Restate the entire listing word for word.

__Supplied records__
▼

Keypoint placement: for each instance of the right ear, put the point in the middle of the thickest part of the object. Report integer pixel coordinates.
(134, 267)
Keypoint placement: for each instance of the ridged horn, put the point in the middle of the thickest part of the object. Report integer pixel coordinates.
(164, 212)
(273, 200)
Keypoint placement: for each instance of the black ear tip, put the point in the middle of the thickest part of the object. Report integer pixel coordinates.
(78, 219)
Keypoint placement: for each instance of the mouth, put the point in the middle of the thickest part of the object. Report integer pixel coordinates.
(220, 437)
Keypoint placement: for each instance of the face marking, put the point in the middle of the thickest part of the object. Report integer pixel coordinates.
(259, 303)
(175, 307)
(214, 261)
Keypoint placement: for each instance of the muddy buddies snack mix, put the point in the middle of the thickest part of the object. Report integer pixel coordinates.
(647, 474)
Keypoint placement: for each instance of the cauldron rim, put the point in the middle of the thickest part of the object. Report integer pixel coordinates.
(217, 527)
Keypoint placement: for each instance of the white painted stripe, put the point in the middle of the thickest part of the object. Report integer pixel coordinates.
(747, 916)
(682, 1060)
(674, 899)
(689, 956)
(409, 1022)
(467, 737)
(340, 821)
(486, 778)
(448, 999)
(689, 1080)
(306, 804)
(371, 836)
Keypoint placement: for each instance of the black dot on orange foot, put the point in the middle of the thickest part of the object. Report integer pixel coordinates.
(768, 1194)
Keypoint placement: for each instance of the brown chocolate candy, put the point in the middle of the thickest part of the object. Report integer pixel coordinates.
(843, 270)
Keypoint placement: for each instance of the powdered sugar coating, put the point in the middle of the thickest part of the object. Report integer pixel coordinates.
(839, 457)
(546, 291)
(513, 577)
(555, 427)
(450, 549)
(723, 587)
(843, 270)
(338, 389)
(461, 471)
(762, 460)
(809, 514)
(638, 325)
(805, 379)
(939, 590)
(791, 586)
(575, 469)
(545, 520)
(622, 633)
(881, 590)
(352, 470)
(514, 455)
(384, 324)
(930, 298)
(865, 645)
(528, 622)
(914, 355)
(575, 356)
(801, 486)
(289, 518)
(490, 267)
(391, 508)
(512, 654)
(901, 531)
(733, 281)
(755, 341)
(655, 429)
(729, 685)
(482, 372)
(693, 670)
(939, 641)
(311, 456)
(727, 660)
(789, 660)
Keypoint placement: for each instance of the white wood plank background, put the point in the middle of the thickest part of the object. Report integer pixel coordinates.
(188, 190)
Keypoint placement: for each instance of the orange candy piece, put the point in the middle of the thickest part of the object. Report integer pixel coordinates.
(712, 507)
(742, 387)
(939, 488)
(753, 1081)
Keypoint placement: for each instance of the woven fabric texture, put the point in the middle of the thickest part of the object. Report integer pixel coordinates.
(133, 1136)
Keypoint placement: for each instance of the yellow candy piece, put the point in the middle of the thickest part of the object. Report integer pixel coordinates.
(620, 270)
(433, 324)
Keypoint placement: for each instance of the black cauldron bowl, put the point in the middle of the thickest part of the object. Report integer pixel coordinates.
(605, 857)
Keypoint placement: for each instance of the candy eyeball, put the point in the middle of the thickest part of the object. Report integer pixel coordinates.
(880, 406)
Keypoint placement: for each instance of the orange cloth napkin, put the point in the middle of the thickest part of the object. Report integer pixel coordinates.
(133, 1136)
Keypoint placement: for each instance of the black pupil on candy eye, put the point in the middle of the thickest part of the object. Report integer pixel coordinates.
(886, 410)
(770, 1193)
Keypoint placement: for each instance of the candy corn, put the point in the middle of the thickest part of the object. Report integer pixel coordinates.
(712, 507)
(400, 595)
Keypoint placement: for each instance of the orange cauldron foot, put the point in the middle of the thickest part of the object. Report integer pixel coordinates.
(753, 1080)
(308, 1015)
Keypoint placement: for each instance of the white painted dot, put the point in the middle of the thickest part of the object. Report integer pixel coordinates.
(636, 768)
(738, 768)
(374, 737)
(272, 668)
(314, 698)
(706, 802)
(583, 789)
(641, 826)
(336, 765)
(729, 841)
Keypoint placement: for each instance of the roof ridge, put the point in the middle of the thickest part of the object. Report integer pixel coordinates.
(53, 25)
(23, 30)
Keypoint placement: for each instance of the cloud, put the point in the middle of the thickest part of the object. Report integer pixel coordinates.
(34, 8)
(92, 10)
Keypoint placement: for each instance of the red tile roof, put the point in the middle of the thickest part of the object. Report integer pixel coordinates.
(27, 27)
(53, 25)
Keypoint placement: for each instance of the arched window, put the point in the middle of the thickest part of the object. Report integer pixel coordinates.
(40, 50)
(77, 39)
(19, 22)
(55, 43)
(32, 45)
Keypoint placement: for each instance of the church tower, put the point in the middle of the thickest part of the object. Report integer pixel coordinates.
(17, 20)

▲

__Task solution__
Keypoint placement: for each instance of the right ear, put the point in the middle of the thickest part of the object. Report integer pixel coordinates.
(134, 267)
Keypoint placement: for each instance of the ridged horn, put the point in the middle of the thickest part of the object. Report integer pixel coordinates.
(164, 212)
(273, 200)
Keypoint placement: for each instance of the black ear tip, put the point in the middle of the thickest part of the object. Report integer pixel coordinates.
(78, 219)
Keypoint placement: for each instance of the mouth, put the point in the middle of the thickest part of the object. Report integer pixel coordinates.
(220, 437)
Keypoint placement: for each instance of the face marking, put the point in the middle of the thickest part of the object. Report integer pixel coordinates.
(259, 303)
(175, 307)
(214, 261)
Keypoint placement: for each instance of the muddy buddies snack mix, put the point in the middle of the thickest part of the object. Report integer pixel coordinates.
(647, 474)
Keypoint placement: for each instance of the cauldron rim, put the point in the middle of the thickest part of the object. Report integer pixel coordinates.
(217, 527)
Keypoint placement: for each instance of the white painted stripe, put the point in the middle of the thickest part of the object. Report integer pixel coordinates.
(747, 916)
(682, 1060)
(674, 899)
(689, 956)
(409, 1022)
(467, 737)
(340, 821)
(486, 778)
(448, 999)
(689, 1080)
(306, 804)
(371, 836)
Keypoint placement: for each instance of the black dot on orange foot, put the point in the middle of the thickest part of the object. Report integer pixel coordinates.
(768, 1194)
Keypoint placement: for each instance of the brown chocolate candy, put the point in the middle of the thickest part of the object. Report integer pixel coordinates.
(843, 270)
Keypoint placement: for each instance of the powdered sugar coating, put the point in the middle of the thickest part of the object. Report integer pixel coordinates.
(839, 457)
(546, 291)
(513, 577)
(555, 427)
(450, 549)
(723, 587)
(843, 270)
(338, 389)
(461, 471)
(762, 460)
(809, 514)
(638, 325)
(805, 379)
(939, 590)
(791, 586)
(575, 469)
(545, 520)
(622, 633)
(881, 590)
(352, 470)
(514, 455)
(384, 324)
(930, 298)
(865, 645)
(528, 622)
(914, 355)
(575, 356)
(801, 486)
(289, 518)
(490, 267)
(391, 508)
(512, 654)
(901, 531)
(733, 281)
(755, 341)
(655, 429)
(729, 685)
(482, 372)
(693, 670)
(939, 641)
(311, 456)
(727, 660)
(789, 660)
Keypoint placement: for each instance of the white wood plank background, put the point in the middle of the thickest part of the object. Report integer pixel coordinates.
(188, 190)
Keypoint placement: for each instance of the orange candy piece, put the point in the middle of the thickest part of the object. Report integer pixel coordinates.
(712, 507)
(742, 387)
(939, 488)
(753, 1081)
Keypoint placement: for each instance of the woven fabric texture, put the point in the middle of the thickest part of the object. Report integer pixel coordinates.
(133, 1136)
Keypoint placement: for each instance of the yellow candy piece, put the point in the middle of the thickest part of the object. Report integer pixel coordinates.
(620, 270)
(433, 324)
Keypoint placement: for each instance of the black cauldron bowl, put the point in the middle of the thickest part of the object. Report integer pixel coordinates.
(605, 857)
Keypoint placement: for each instance of the candy eyeball, put the point in the middle of the thickest part of the object. Report integer pixel coordinates.
(880, 406)
Keypoint placement: for each instance of the orange cloth napkin, put the point in the middle of the thickest part of the object. Report integer pixel coordinates.
(133, 1136)
Keypoint placement: for each instance of the black pupil on candy eye, put the point in the middle of the thickest part of the object. Report integer pixel coordinates.
(886, 410)
(770, 1193)
Keypoint placement: for each instance of the candy corn, put the point in the middle of the thickest part of the object. Report integer pixel coordinates.
(712, 507)
(400, 595)
Keypoint placement: for each instance of the orange cauldron foot, put the point in the middle of the thickest part of the object. Report integer pixel coordinates.
(753, 1080)
(308, 1015)
Keypoint placement: for each instance of the white painted dot, put the point in the middle of the thickest part of the object. Report integer pixel coordinates.
(636, 768)
(738, 768)
(374, 737)
(272, 668)
(314, 698)
(706, 802)
(583, 789)
(641, 826)
(336, 765)
(729, 841)
Keypoint placement: for each instance of the roof ridge, put the point in the middle of the thickest part of the object. Report integer pixel coordinates.
(53, 25)
(23, 30)
Keypoint placement: for each instance of the cloud, put the point in the middle of the thickest part of the object. Report integer pixel coordinates.
(34, 8)
(92, 10)
Keypoint placement: for each instance of the red tile roof, put the point in the middle of the thickest part of the object. Report integer pixel coordinates.
(27, 27)
(53, 25)
Keypoint placement: for each instance of the arched window, put the point in the middle of the thickest part of the object. Report integer pixel coordinates.
(40, 50)
(77, 39)
(19, 22)
(55, 43)
(32, 45)
Keypoint placement: for each instance of the church tower, put the point in the middle of the thickest part of the object. Report integer pixel coordinates.
(17, 20)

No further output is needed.